Listed records below:

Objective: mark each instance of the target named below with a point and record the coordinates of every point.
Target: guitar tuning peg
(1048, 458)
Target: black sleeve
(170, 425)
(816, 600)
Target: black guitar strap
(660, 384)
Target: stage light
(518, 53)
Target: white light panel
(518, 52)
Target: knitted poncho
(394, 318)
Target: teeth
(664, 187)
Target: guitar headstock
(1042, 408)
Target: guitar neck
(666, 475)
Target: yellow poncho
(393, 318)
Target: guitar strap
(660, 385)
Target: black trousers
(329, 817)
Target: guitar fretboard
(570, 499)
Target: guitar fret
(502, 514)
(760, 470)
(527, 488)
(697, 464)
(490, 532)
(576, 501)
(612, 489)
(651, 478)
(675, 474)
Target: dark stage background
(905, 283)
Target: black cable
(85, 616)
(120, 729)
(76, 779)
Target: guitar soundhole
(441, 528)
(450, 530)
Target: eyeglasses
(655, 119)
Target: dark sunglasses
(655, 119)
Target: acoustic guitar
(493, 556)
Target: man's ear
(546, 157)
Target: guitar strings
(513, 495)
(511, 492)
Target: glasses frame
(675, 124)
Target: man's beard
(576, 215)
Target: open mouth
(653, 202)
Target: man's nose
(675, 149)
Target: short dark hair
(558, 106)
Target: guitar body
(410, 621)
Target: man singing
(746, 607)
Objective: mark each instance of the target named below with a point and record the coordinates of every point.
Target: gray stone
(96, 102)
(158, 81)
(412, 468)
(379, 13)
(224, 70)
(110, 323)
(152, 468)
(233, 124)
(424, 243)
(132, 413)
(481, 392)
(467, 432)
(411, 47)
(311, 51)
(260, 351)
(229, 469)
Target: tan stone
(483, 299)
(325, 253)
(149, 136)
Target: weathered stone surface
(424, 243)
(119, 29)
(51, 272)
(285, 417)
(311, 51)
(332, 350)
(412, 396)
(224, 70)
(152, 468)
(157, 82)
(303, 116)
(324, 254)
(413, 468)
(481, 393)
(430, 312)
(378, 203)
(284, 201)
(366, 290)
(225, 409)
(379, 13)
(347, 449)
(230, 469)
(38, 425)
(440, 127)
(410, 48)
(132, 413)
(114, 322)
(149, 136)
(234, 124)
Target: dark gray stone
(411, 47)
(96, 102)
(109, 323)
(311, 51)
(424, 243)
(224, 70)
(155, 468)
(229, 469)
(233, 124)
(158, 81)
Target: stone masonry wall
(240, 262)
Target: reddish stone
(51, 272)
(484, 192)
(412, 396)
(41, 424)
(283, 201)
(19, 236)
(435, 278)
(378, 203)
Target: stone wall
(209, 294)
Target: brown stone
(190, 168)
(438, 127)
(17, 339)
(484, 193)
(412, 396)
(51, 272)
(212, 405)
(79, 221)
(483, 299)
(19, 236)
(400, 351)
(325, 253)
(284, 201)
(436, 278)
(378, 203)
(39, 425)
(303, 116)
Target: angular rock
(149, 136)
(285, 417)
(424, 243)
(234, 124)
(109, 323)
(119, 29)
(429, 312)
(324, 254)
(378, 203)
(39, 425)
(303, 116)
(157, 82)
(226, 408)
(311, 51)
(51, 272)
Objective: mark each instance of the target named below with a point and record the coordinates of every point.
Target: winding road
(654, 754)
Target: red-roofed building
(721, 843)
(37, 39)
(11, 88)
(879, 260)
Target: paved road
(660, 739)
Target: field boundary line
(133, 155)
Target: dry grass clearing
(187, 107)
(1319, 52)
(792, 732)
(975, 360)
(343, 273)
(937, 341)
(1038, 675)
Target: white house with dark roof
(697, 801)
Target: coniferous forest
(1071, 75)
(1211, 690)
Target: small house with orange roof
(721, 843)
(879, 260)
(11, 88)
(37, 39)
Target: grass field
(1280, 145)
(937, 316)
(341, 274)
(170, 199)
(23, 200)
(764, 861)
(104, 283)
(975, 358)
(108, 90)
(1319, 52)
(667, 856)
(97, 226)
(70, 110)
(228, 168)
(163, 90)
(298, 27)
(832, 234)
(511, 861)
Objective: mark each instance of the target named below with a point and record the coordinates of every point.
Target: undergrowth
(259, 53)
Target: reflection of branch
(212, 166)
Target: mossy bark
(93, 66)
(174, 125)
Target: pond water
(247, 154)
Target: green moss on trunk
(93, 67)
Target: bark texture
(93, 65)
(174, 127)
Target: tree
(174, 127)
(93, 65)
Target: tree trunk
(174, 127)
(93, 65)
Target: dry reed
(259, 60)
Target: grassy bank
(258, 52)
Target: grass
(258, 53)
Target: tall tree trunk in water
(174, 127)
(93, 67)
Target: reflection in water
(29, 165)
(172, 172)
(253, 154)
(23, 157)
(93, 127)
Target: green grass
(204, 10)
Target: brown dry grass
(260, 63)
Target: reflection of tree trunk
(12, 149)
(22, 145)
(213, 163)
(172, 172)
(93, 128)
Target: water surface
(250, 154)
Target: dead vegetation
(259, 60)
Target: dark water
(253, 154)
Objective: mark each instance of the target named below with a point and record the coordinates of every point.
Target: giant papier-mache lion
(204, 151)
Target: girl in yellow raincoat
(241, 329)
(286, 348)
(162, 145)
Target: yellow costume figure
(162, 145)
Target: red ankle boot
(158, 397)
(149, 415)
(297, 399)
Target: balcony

End of Listed records.

Return all of the entries exactly as written.

Objective: mark each instance of the target named below with a point and record the coordinates of every point.
Target: guitar tuning peg
(1048, 458)
Target: black sleeve
(170, 425)
(816, 600)
Target: black guitar strap
(660, 384)
Target: stage light
(518, 53)
Target: white light panel
(518, 52)
Target: knitted poncho
(394, 318)
Target: teeth
(664, 187)
Target: guitar headstock
(1042, 408)
Target: guitar neck
(666, 475)
Target: yellow poncho
(393, 318)
Target: guitar strap
(660, 385)
Target: black trousers
(329, 817)
Target: guitar fretboard
(570, 499)
Target: guitar fret
(502, 514)
(760, 470)
(527, 488)
(697, 464)
(490, 532)
(576, 501)
(612, 489)
(651, 478)
(675, 474)
Target: dark stage background
(905, 283)
Target: black cable
(85, 616)
(120, 729)
(76, 779)
Target: guitar soundhole
(441, 528)
(450, 530)
Target: eyeglasses
(655, 119)
Target: dark sunglasses
(655, 119)
Target: acoustic guitar
(493, 556)
Target: man's ear
(546, 157)
Target: guitar strings
(513, 495)
(511, 492)
Target: glasses frame
(675, 124)
Target: man's beard
(576, 215)
Target: open mouth
(653, 202)
Target: man's nose
(675, 149)
Target: short dark hair
(558, 106)
Target: guitar body
(410, 621)
Target: man singing
(746, 607)
Objective: mark each instance of the target named below with a point and record the coordinates of every point.
Target: gray stone
(96, 102)
(158, 81)
(412, 468)
(379, 13)
(224, 70)
(110, 323)
(152, 468)
(233, 124)
(424, 243)
(132, 413)
(481, 392)
(467, 432)
(411, 47)
(311, 51)
(260, 351)
(229, 469)
Target: tan stone
(483, 299)
(325, 253)
(149, 136)
Target: weathered stone surface
(424, 243)
(119, 29)
(51, 272)
(285, 417)
(311, 51)
(332, 350)
(412, 396)
(224, 70)
(152, 468)
(157, 82)
(303, 116)
(324, 254)
(413, 468)
(481, 393)
(430, 312)
(378, 203)
(284, 201)
(366, 290)
(225, 409)
(379, 13)
(347, 449)
(230, 469)
(38, 425)
(440, 127)
(410, 48)
(132, 413)
(114, 322)
(149, 136)
(234, 124)
Target: dark gray stone
(411, 47)
(96, 102)
(109, 323)
(311, 51)
(424, 243)
(224, 70)
(155, 468)
(229, 469)
(233, 124)
(158, 81)
Target: stone masonry wall
(240, 262)
Target: reddish stone
(51, 272)
(484, 192)
(412, 396)
(41, 424)
(283, 201)
(19, 236)
(435, 278)
(378, 203)
Target: stone wall
(209, 294)
Target: brown stone
(190, 168)
(438, 127)
(17, 339)
(484, 193)
(412, 396)
(51, 272)
(212, 405)
(79, 221)
(483, 299)
(19, 236)
(400, 351)
(325, 253)
(284, 201)
(436, 278)
(378, 203)
(39, 425)
(303, 116)
Target: angular rock
(149, 136)
(285, 417)
(424, 243)
(234, 124)
(109, 323)
(119, 29)
(429, 312)
(324, 254)
(378, 203)
(39, 425)
(303, 116)
(157, 82)
(226, 408)
(311, 51)
(51, 272)
Objective: mark each instance of the target named below with a point and record the coordinates of every point.
Target: winding road
(654, 754)
Target: red-roofed building
(721, 843)
(37, 39)
(11, 88)
(879, 260)
Target: paved road
(660, 739)
Target: field boundary line
(133, 155)
Target: dry grass clearing
(187, 107)
(1319, 52)
(792, 732)
(975, 360)
(343, 273)
(937, 341)
(1038, 675)
Target: white house with dark roof
(697, 801)
Target: coniferous forest
(1071, 75)
(1211, 690)
Target: small house with orange roof
(721, 843)
(879, 260)
(11, 88)
(37, 39)
Target: grass field
(1280, 145)
(937, 316)
(341, 274)
(170, 199)
(23, 200)
(764, 861)
(104, 283)
(975, 358)
(108, 90)
(1319, 52)
(667, 856)
(97, 226)
(70, 110)
(228, 168)
(163, 90)
(298, 27)
(832, 234)
(511, 861)
Objective: mark each instance of the target named below with a point and record the coordinates of every point.
Target: undergrowth
(259, 53)
Target: reflection of branch
(212, 166)
Target: mossy bark
(93, 66)
(174, 125)
Target: pond water
(247, 154)
Target: green moss on trunk
(93, 67)
Target: bark texture
(93, 65)
(174, 127)
Target: tree
(174, 127)
(93, 65)
Target: tree trunk
(174, 127)
(93, 65)
Target: dry reed
(259, 60)
Target: grassy bank
(258, 52)
Target: grass
(258, 53)
Target: tall tree trunk in water
(174, 127)
(93, 67)
Target: reflection in water
(29, 165)
(172, 172)
(253, 154)
(23, 157)
(93, 127)
Target: green grass
(204, 10)
Target: brown dry grass
(260, 63)
Target: reflection of tree trunk
(12, 149)
(22, 145)
(213, 163)
(172, 172)
(93, 128)
Target: water surface
(250, 154)
Target: dead vegetation
(259, 60)
Target: dark water
(253, 154)
Objective: mark each instance of the target named below with a point and record the coordinates of every point.
Target: giant papier-mache lion
(204, 151)
Target: girl in yellow raincoat
(241, 329)
(286, 348)
(162, 145)
Target: yellow costume figure
(162, 145)
Target: red ankle boot
(158, 397)
(149, 415)
(297, 399)
Target: balcony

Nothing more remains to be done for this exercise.